## Bloc de texte:
####
Il y a deux semaines, le quotidien « France-Antilles », dans son édition de la Martinique, interviewait Raphaël Confiant à propos de son « Dictionnaire créole martiniquais-français » publié aux éditions Ibis Rouge (Guyane). L’auteur expliqua comment il avait travaillé pour aboutir à cet énorme ouvrage de 1.447 pages, comportant 2 volumes et environ 15 entrées, la plupart d’entre elles étant exemplifiées à l’aide d’une citation d’un auteur créolophone martiniquais…
FRANCE-ANTILLES : Enfin un dictionnaire du créole martiniquais : un travail de longue haleine ?
R. CONFIANT : Ce travail m’a pris plus de quinze ans de ma vie, mais pas de manière continue évidemment. J’ai toujours eu de multiples autres activités qui m’ont empêché de le mener à bien plus tôt. Je n’aurais fait que cela, il m’aurait fallu moitié moins de temps. C’est vrai que le seul créole à ne pas disposer d’un dictionnaire à ce jour était le créole martiniquais. Certains d’entre nous avaient presque fini par en faire une sorte de complexe. Il faut dire que nous, les créolistes martiniquais, et notamment le GEREC, étions occupés toutes ces dernières années à des tâches que nous estimions plus urgentes comme la mise sur pied d’une Licence de créole à l’Université ou la fabrication de « Guides » pour le CAPES de créole.
FRANCE-ANTILLES : A quel public s’adresse ce dictionnaire ?
R. Confiant : Il s’adresse à tous les Martiniquais, pas uniquement aux élèves et étudiants ou aux intellectuels. Notre langue et notre culture sont en perte de vitesse depuis deux décennies et je pense que l’existence d’un dictionnaire peut être une pierre qui permettra de consolider l’édifice, fut-il bien ébranlé. Un dictionnaire est toujours le reflet d’une mémoire collective dans le sens où la langue est un bien commun. Elle n’appartient à personne en particulier. Chacun trouvera ce qu’il cherche dans un tel ouvrage.
FRANCE-ANTILLES : Militant de la cause créole depuis de très longues années, ce dictionnaire constitue-t-il un aboutissement de votre engagement ou une prolongation ?
R. CONFIANT : Dans ce genre de combat, il n’y a ni aboutissement ni prolongation. Il s’agit d’un combat sans fin et hélas, d’un combat contre nous-mêmes, Martiniquais. Car ce n’est plus l’Etat français qui s’oppose à l’épanouissement du créole, c’est nous-mêmes ! J’en veux pour preuve la disparition des journaux télévisés en créole sur nos deux principales chaînes de télé, la faible place de la revendication linguistique dans les programmes des partis autonomistes ou nationalistes contrairement à ce qui se passe en Corse, au pays basque ou en Kabylie par exemple, le désintérêt des parents d’élèves quant à la possibilité qui est désormais offerte à leurs enfants d’étudier le créole comme matière optionnelle dès le collège, l’énorme difficulté à publier des ouvrages en créole etc…Bref, la liste serait longue de nos impérities en la matière. Parfois, je l’avoue, je sens le découragement me gagner…
France-ANTILLES : Quelle est sa particularité en dehors qu’il traite
spécifiquement du créole martiniquais ?
####
## Exercice à traiter:
Recopiez le passage de l'entretien situé entre "FRANCE-ANTILLES : A" et "une prolongation ?", inclus, en substituant "mémoire partagée" à "mémoire collective".

[Enregistrements bruts]
####
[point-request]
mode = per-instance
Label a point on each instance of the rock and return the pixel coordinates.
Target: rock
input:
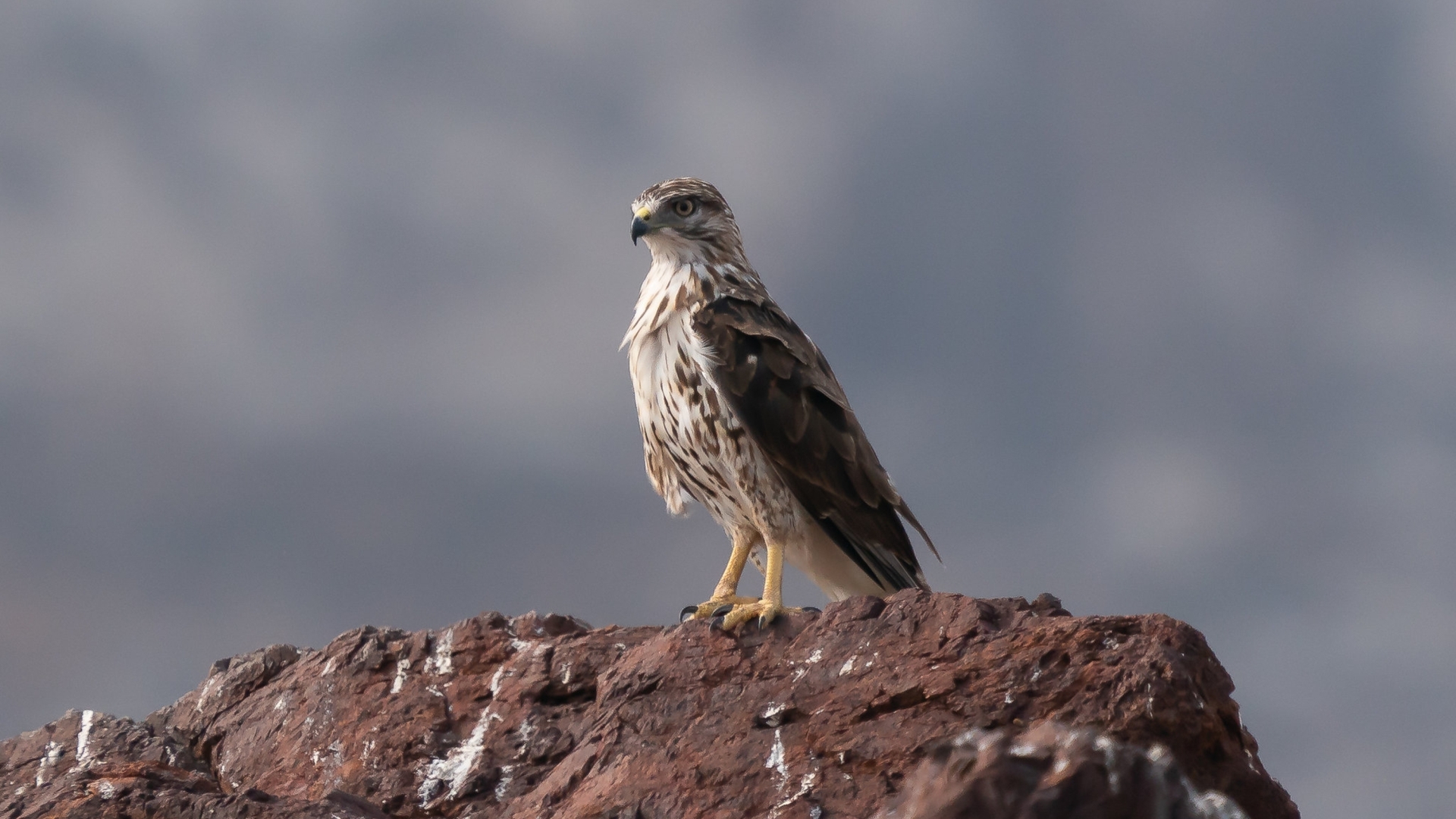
####
## Tâche réalisée:
FRANCE-ANTILLES : A quel public s’adresse ce dictionnaire ?
R. Confiant : Il s’adresse à tous les Martiniquais, pas uniquement aux élèves et étudiants ou aux intellectuels. Notre langue et notre culture sont en perte de vitesse depuis deux décennies et je pense que l’existence d’un dictionnaire peut être une pierre qui permettra de consolider l’édifice, fut-il bien ébranlé. Un dictionnaire est toujours le reflet d’une mémoire partagée dans le sens où la langue est un bien commun. Elle n’appartient à personne en particulier. Chacun trouvera ce qu’il cherche dans un tel ouvrage.
FRANCE-ANTILLES : Militant de la cause créole depuis de très longues années, ce dictionnaire constitue-t-il un aboutissement de votre engagement ou une prolongation ?